_Exercise brief_
Retype the records from the first line through the line containing "177L322 189L350 187L340", keeping every character unchanged and including both end lines.

+ + + + + + +

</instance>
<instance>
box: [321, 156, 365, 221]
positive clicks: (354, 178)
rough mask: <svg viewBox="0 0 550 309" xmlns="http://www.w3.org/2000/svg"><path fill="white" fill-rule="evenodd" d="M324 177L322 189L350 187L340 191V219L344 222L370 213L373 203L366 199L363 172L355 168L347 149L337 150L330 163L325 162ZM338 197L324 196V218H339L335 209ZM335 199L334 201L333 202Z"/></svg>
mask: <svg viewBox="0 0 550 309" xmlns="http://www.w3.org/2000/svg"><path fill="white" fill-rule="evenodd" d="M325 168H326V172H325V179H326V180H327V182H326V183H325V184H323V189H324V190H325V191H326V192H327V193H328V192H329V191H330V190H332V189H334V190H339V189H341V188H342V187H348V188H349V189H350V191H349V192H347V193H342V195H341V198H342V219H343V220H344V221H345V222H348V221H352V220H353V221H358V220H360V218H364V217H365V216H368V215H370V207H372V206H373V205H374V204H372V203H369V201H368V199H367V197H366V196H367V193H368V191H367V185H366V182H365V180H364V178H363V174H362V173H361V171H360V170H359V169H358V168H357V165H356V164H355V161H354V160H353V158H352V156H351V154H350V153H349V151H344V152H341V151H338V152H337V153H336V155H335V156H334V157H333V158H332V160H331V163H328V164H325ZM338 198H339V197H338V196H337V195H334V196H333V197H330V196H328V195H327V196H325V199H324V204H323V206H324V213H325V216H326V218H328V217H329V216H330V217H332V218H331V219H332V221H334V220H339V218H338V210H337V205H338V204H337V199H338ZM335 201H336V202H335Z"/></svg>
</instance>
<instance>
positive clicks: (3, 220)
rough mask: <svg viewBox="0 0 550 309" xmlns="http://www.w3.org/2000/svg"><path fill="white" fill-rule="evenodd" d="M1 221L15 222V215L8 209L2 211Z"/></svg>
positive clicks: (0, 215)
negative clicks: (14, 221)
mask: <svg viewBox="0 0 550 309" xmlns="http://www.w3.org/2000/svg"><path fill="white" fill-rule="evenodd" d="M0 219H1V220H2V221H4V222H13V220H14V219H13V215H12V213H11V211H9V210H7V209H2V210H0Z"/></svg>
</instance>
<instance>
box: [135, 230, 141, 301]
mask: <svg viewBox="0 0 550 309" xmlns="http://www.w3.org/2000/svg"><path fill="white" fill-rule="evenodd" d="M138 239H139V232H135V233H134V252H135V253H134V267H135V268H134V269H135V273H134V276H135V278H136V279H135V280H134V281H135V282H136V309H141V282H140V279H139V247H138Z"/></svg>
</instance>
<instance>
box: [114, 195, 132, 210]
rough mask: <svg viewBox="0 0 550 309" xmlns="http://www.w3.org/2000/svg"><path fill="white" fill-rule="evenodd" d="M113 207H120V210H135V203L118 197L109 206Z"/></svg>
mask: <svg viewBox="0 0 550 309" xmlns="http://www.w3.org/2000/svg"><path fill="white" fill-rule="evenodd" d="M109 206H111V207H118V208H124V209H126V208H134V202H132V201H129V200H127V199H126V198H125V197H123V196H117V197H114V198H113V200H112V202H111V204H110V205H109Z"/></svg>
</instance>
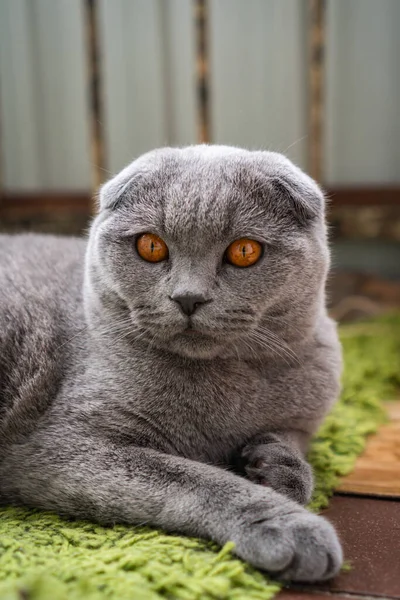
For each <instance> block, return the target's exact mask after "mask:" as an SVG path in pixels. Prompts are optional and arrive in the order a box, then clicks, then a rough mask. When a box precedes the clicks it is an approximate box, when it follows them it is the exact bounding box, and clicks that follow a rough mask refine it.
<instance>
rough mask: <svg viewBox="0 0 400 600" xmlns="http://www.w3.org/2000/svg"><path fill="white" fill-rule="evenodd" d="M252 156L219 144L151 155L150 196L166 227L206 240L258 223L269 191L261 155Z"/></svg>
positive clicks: (175, 232)
mask: <svg viewBox="0 0 400 600" xmlns="http://www.w3.org/2000/svg"><path fill="white" fill-rule="evenodd" d="M278 156H279V155H278ZM257 158H258V157H257V156H255V153H250V152H248V151H245V150H239V149H235V148H228V149H226V148H225V147H219V146H217V147H213V146H210V147H207V146H205V147H197V148H187V149H184V150H181V151H177V152H174V151H172V152H166V153H165V154H162V153H161V154H160V155H159V156H157V157H155V158H154V157H151V156H150V157H149V161H150V164H151V171H150V172H151V173H152V181H153V196H152V197H153V198H154V201H155V203H156V205H158V208H159V211H160V213H162V219H163V228H164V229H165V231H166V232H167V233H168V234H169V235H170V236H171V237H174V238H179V239H182V238H184V237H186V236H193V234H194V233H195V234H196V236H197V237H198V236H202V237H203V239H204V240H205V241H207V242H209V241H210V240H212V239H216V240H217V239H225V238H226V237H229V236H232V235H233V236H234V235H245V234H248V233H250V232H251V230H252V229H254V228H256V227H259V226H260V221H262V220H263V218H264V217H266V212H267V209H266V207H267V203H266V202H265V200H266V198H267V197H268V196H269V195H271V193H272V192H271V186H270V184H269V179H268V176H267V173H268V169H267V172H266V165H265V164H264V163H265V160H264V163H263V162H262V161H261V160H257ZM275 170H276V169H275ZM275 170H274V169H271V176H272V175H273V173H274V172H275Z"/></svg>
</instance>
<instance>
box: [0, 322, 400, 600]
mask: <svg viewBox="0 0 400 600" xmlns="http://www.w3.org/2000/svg"><path fill="white" fill-rule="evenodd" d="M341 337H342V341H343V347H344V355H345V373H344V377H343V393H342V396H341V399H340V402H339V403H338V404H337V405H336V407H335V408H334V410H333V412H332V413H331V415H330V416H329V417H328V418H327V419H326V421H325V423H324V425H323V426H322V428H321V430H320V432H319V434H318V436H317V437H316V438H315V440H314V443H313V446H312V449H311V452H310V460H311V462H312V464H313V467H314V471H315V476H316V491H315V495H314V499H313V501H312V506H311V508H312V509H313V510H319V509H321V508H322V507H324V506H326V504H327V501H328V498H329V496H330V494H331V493H332V490H333V488H334V487H335V484H336V483H337V481H338V477H340V476H341V475H344V474H346V473H348V472H349V471H350V470H351V468H352V466H353V465H354V461H355V459H356V457H357V456H358V455H359V454H360V452H361V451H362V449H363V447H364V444H365V439H366V436H367V435H368V434H370V433H372V432H374V431H375V430H376V429H377V427H378V426H379V424H380V423H382V422H384V420H385V418H386V417H385V412H384V410H383V407H382V404H381V401H382V399H389V398H390V397H394V395H395V393H396V390H398V389H399V387H400V316H397V315H394V316H393V315H392V316H388V317H384V318H381V319H378V320H376V321H373V322H365V323H358V324H353V325H347V326H345V327H342V329H341ZM232 547H233V545H232V544H229V543H228V544H226V546H225V547H224V548H222V549H221V548H218V547H217V546H216V545H215V544H212V543H210V542H204V541H202V540H197V539H190V538H185V537H181V536H178V535H166V534H165V533H163V532H161V531H155V530H153V529H151V528H147V527H125V526H116V527H113V528H104V527H99V526H98V525H95V524H92V523H87V522H74V521H69V520H64V519H60V518H59V517H57V516H55V515H53V514H49V513H43V512H39V511H33V510H23V509H15V508H3V509H0V600H67V599H68V600H69V599H71V600H84V599H85V600H101V599H106V598H112V599H115V600H128V599H139V600H147V599H149V600H153V599H154V600H156V599H157V598H177V599H182V600H184V599H188V600H192V599H216V598H218V599H219V598H223V599H229V600H239V599H243V600H245V599H246V600H248V599H250V600H251V599H260V600H261V599H263V600H266V599H269V598H272V597H273V596H274V594H275V593H276V592H277V591H278V590H279V584H277V583H275V582H273V581H271V580H270V579H269V578H268V577H266V576H265V575H264V574H262V573H261V572H259V571H257V570H256V569H253V568H252V567H249V566H248V565H246V564H245V563H243V562H242V561H240V560H238V559H236V558H235V557H234V556H233V555H232V552H231V551H232Z"/></svg>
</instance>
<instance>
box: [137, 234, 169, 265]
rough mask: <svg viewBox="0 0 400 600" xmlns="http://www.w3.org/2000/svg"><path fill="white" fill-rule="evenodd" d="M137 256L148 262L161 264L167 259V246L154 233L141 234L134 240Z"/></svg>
mask: <svg viewBox="0 0 400 600" xmlns="http://www.w3.org/2000/svg"><path fill="white" fill-rule="evenodd" d="M136 248H137V251H138V254H139V256H141V257H142V258H143V259H144V260H147V261H148V262H161V261H162V260H166V259H167V258H168V246H167V244H166V243H165V242H164V240H162V239H161V238H159V237H158V235H155V234H154V233H143V234H142V235H140V236H139V237H138V239H137V240H136Z"/></svg>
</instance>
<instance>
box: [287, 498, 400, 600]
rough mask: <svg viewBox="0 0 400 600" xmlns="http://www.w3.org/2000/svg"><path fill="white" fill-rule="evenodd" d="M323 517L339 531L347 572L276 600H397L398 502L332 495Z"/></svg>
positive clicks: (397, 564)
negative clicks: (331, 599) (329, 579)
mask: <svg viewBox="0 0 400 600" xmlns="http://www.w3.org/2000/svg"><path fill="white" fill-rule="evenodd" d="M325 517H327V518H328V519H329V520H330V521H331V522H332V523H333V524H334V525H335V527H336V529H337V531H338V534H339V537H340V539H341V542H342V545H343V551H344V556H345V560H346V561H347V562H348V563H349V564H350V567H351V568H350V570H348V571H342V572H341V573H340V574H339V575H338V576H337V577H335V578H334V579H333V580H331V581H330V582H326V583H321V584H314V585H295V586H291V588H290V589H289V590H285V591H283V592H281V593H280V594H279V595H278V600H281V599H282V600H311V599H314V600H323V599H325V600H328V598H331V599H332V598H333V599H336V600H339V599H342V598H343V596H342V595H343V594H351V598H353V599H354V600H355V598H364V597H365V598H372V597H378V598H385V599H389V598H391V599H396V600H397V599H400V535H399V532H400V502H399V501H396V500H384V499H378V498H358V497H350V496H335V497H334V498H333V499H332V502H331V505H330V507H329V508H328V509H327V510H326V511H325Z"/></svg>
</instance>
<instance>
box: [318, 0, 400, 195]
mask: <svg viewBox="0 0 400 600" xmlns="http://www.w3.org/2000/svg"><path fill="white" fill-rule="evenodd" d="M399 25H400V2H399V0H379V1H377V0H328V3H327V20H326V27H327V52H326V61H327V66H326V76H327V82H326V118H325V121H326V136H325V137H326V139H325V157H326V158H325V178H324V179H325V181H326V183H328V184H329V185H331V186H335V185H357V184H362V185H366V184H367V185H368V184H372V185H375V186H376V185H382V184H396V183H399V182H400V168H399V166H400V76H399V73H400V69H399V57H400V35H399Z"/></svg>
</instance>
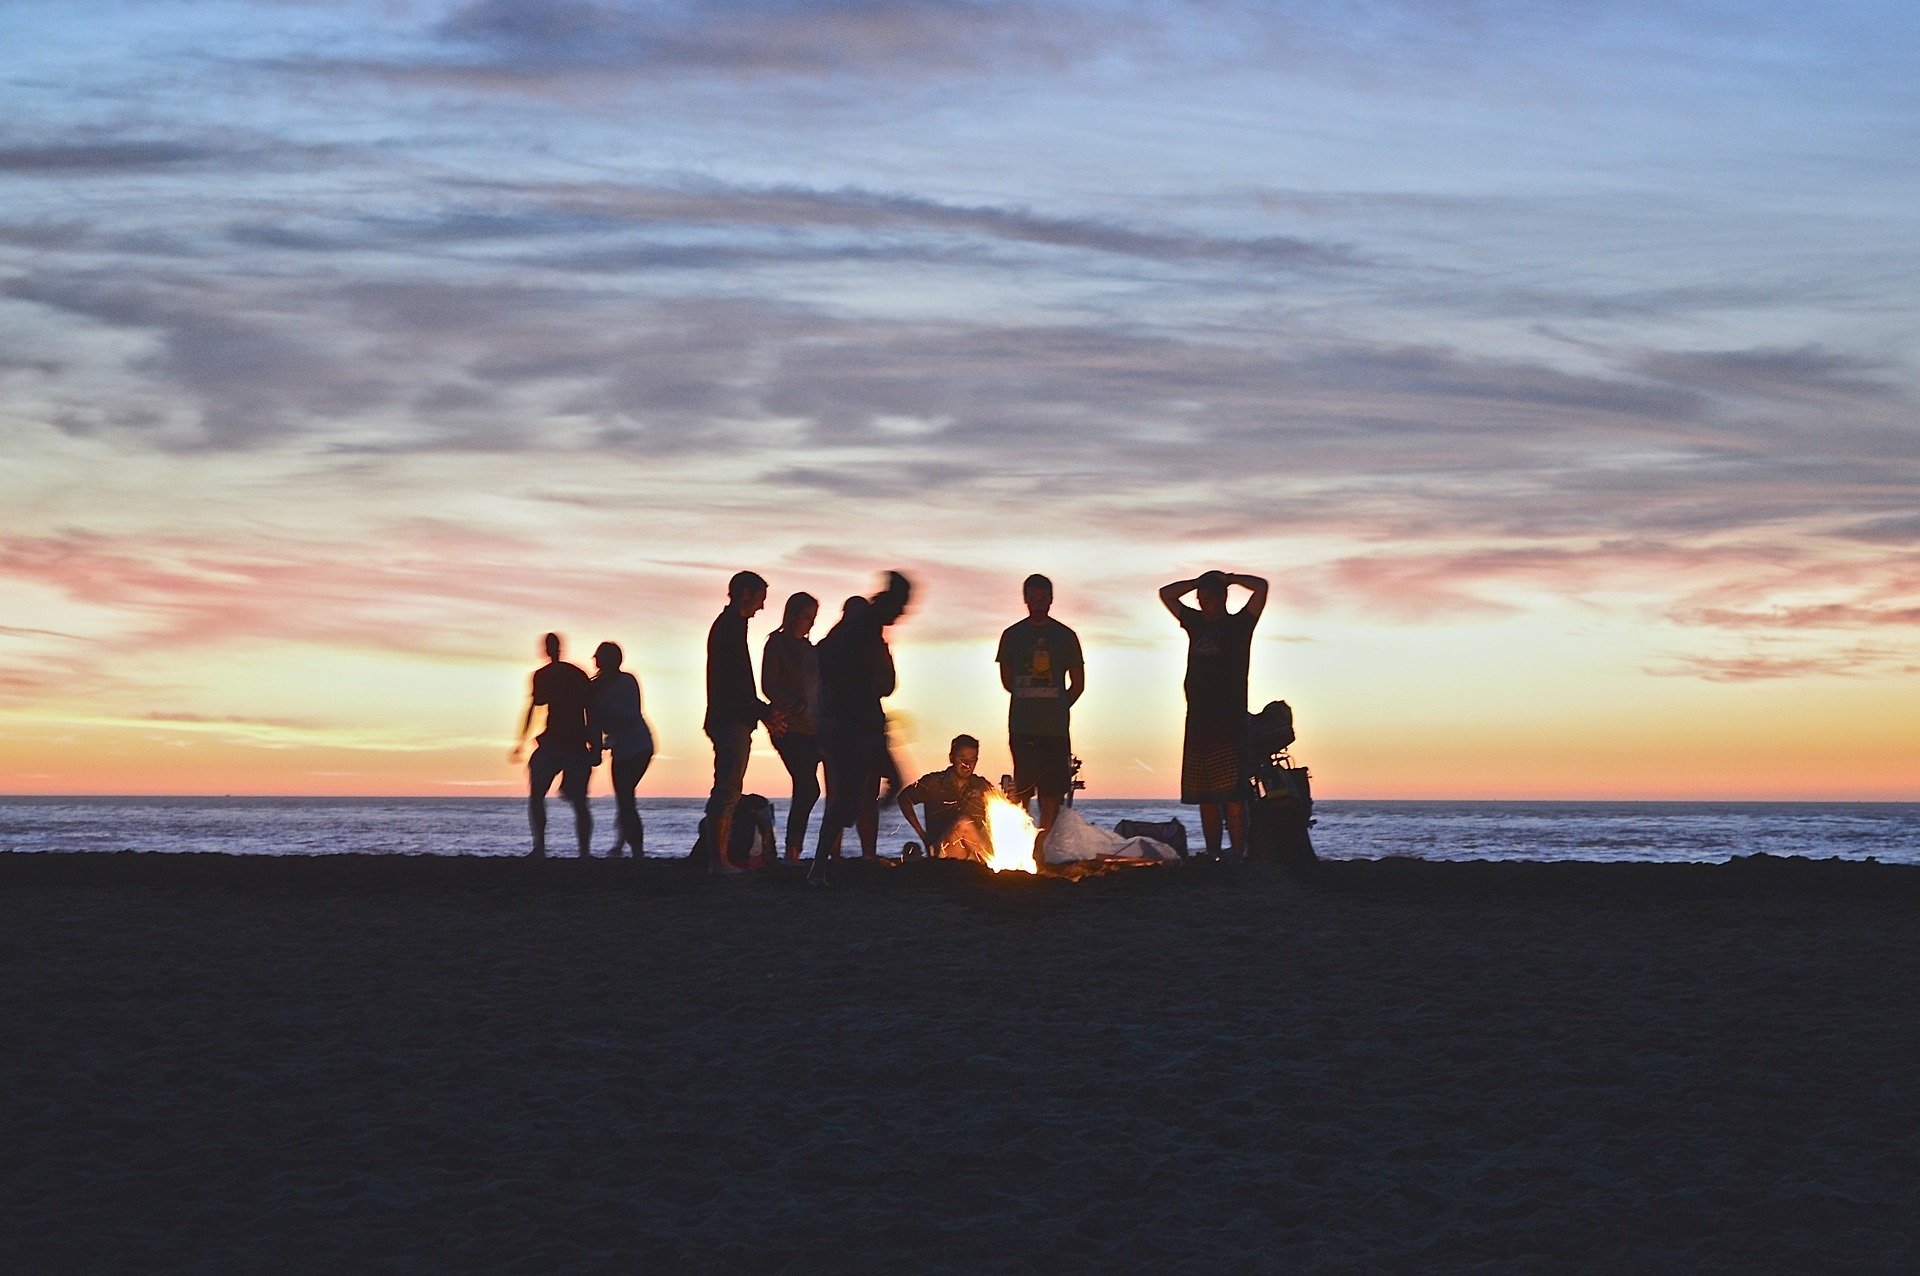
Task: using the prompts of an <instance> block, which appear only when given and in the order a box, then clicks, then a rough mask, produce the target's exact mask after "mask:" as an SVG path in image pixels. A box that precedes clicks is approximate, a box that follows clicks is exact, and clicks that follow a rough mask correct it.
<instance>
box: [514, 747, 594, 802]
mask: <svg viewBox="0 0 1920 1276" xmlns="http://www.w3.org/2000/svg"><path fill="white" fill-rule="evenodd" d="M555 777H559V781H561V796H563V798H566V800H568V802H574V800H578V798H584V796H588V781H589V779H591V777H593V754H589V752H588V750H584V748H553V746H551V744H541V746H538V748H536V750H534V756H532V758H528V760H526V783H528V791H530V792H532V794H534V796H540V798H543V796H547V791H549V789H553V779H555Z"/></svg>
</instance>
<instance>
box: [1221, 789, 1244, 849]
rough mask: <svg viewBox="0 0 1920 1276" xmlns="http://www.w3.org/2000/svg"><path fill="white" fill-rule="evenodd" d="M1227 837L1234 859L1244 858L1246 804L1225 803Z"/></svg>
mask: <svg viewBox="0 0 1920 1276" xmlns="http://www.w3.org/2000/svg"><path fill="white" fill-rule="evenodd" d="M1223 806H1225V810H1227V837H1229V848H1231V850H1233V854H1235V858H1242V856H1246V802H1225V804H1223Z"/></svg>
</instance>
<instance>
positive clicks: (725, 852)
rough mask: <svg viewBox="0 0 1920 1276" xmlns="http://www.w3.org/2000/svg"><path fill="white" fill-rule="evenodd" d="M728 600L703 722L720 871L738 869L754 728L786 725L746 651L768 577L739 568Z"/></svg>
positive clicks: (715, 632) (707, 693)
mask: <svg viewBox="0 0 1920 1276" xmlns="http://www.w3.org/2000/svg"><path fill="white" fill-rule="evenodd" d="M726 599H728V601H726V606H724V608H722V610H720V614H718V616H714V624H712V627H710V629H708V631H707V720H705V721H703V723H701V725H703V727H705V731H707V739H708V741H712V744H714V787H712V792H710V794H707V831H708V835H710V839H712V863H710V865H708V869H710V871H712V873H720V875H732V873H739V869H737V867H733V865H732V863H728V858H726V848H728V840H730V839H732V837H733V808H735V806H739V792H741V787H743V785H745V783H747V758H749V754H751V752H753V731H755V727H756V725H758V723H762V721H764V723H768V729H770V731H772V733H774V735H780V733H781V731H783V729H785V720H783V718H781V716H780V714H776V712H774V706H772V704H768V702H766V700H762V698H760V693H758V683H756V681H755V677H753V656H751V654H747V622H749V620H751V618H753V616H756V614H758V612H760V608H762V606H766V581H764V579H762V578H760V576H758V574H755V572H735V574H733V579H730V581H728V585H726Z"/></svg>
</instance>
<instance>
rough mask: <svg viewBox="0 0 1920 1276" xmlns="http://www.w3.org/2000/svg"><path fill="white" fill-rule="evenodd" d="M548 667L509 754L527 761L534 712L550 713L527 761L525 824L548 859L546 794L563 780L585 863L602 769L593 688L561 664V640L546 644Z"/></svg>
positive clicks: (581, 668) (574, 673)
mask: <svg viewBox="0 0 1920 1276" xmlns="http://www.w3.org/2000/svg"><path fill="white" fill-rule="evenodd" d="M541 649H543V650H545V652H547V664H543V666H541V668H538V670H534V687H532V693H530V695H528V700H526V716H524V718H522V720H520V737H518V739H516V741H515V744H513V752H511V754H507V758H509V760H511V762H520V758H522V756H526V737H528V733H530V731H532V729H534V710H536V708H538V706H545V708H547V725H545V727H543V729H541V731H540V735H538V737H536V741H534V756H532V758H526V821H528V823H530V825H532V829H534V852H532V854H534V858H536V860H538V858H541V856H545V854H547V791H551V789H553V781H555V779H559V781H561V796H563V798H566V802H568V804H570V806H572V808H574V833H578V835H580V858H582V860H584V858H586V856H588V852H589V846H591V842H593V812H591V810H588V779H591V775H593V768H595V766H599V743H597V741H599V731H597V729H595V723H593V712H591V691H593V683H591V679H588V675H586V670H582V668H580V666H578V664H568V662H564V660H561V635H559V633H549V635H547V637H543V639H541Z"/></svg>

+ + + + + + +

_Output below_
</instance>
<instance>
box: [321, 156, 365, 221]
positive clicks: (354, 178)
rough mask: <svg viewBox="0 0 550 309" xmlns="http://www.w3.org/2000/svg"><path fill="white" fill-rule="evenodd" d="M324 177L322 189L350 187L340 191V219L344 222L370 213L373 203L366 199L363 172L355 168L347 149L337 150L330 163L325 162ZM338 197L324 196V218H339L335 209ZM335 199L334 201L333 202Z"/></svg>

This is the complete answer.